DOEL A -
Op welke datum vond volgens de gegeven passage de voortgezette mondelinge behandeling plaats?

GEGEVEN PASSAGE -
►

De voortgezette mondelinge behandeling heeft plaatsgevonden op 27 juni 2023. Daarbij waren aanwezig:
- de man, bijgestaan door mr. Buitenhuis;
- de vrouw, bijgestaan door mr. Vaupell;
- de voogden;
- de bijzondere curator;
- [de vertegenwoordiger van de RvdK], namens de RvdK.

2.Beoordeling

2.1.
De rechtbank moet nog een beslissing nemen op de verzoeken van de man tot het bepalen van een omgangsregeling en een informatieplicht.
Advies bijzondere curator
2.2.
De bijzondere curator heeft de rechtbank geadviseerd om geen enkel contact tussen de man en [de minderjarige] af te dwingen. De bijzondere curator is van mening dat het voor [de minderjarige] te veel stress en spanningen zal opleveren als zij verplicht wordt tot omgang met haar vader, maar ook als aan de vrouw een informatieplicht zou worden opgelegd. Tijdens de mondelinge behandeling heeft de bijzondere curator aangegeven dat zij veel en langdurige gesprekken heeft gevoerd met [de minderjarige]. [de minderjarige] heeft zeer duidelijk aangegeven dat zij geen enkele behoefte heeft aan welke vorm van contact dan ook. [de minderjarige] is inmiddels een pittige dame van [leeftijd]. Zij is op de hoogte van wie haar vader is, maar ze heeft nooit contact met hem gehad. [de minderjarige] heeft de vrijheid om met haar vader in contact te treden, op het moment dat zij daar zelf aan toe is. Als dat moment zich aandient, dan zullen haar moeder en de voogden haar daarin steunen en begeleiden. Ten aanzien van de informatieplicht heeft de bijzondere curator opgemerkt dat zij is geschrokken van het advies van de RvdK om een dergelijke plicht op te leggen. Volgens de bijzondere curator is het niet in het belang van [de minderjarige] dat achter haar rug om informatie wordt verschaft aan de man. Dit zou de vertrouwensband met een kind kunnen schaden.
Advies RvdK
2.3.

◄

DOEL B -
Pas alle records hieronder aan door "cricket nymph" te vervangen door "grasshopper nymph" en geef ze daarna opnieuw weer. Laat al het andere in de records ongewijzigd.

AANGELEVERD MATERIAAL -

►

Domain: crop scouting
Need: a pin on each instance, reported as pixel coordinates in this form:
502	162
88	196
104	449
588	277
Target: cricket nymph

◄

VOLLEDIG ANTWOORD A -
Op 27 juni 2023.

VOLLEDIG ANTWOORD B -
Domain: crop scouting
Need: a pin on each instance, reported as pixel coordinates in this form:
502	162
88	196
104	449
588	277
Target: grasshopper nymph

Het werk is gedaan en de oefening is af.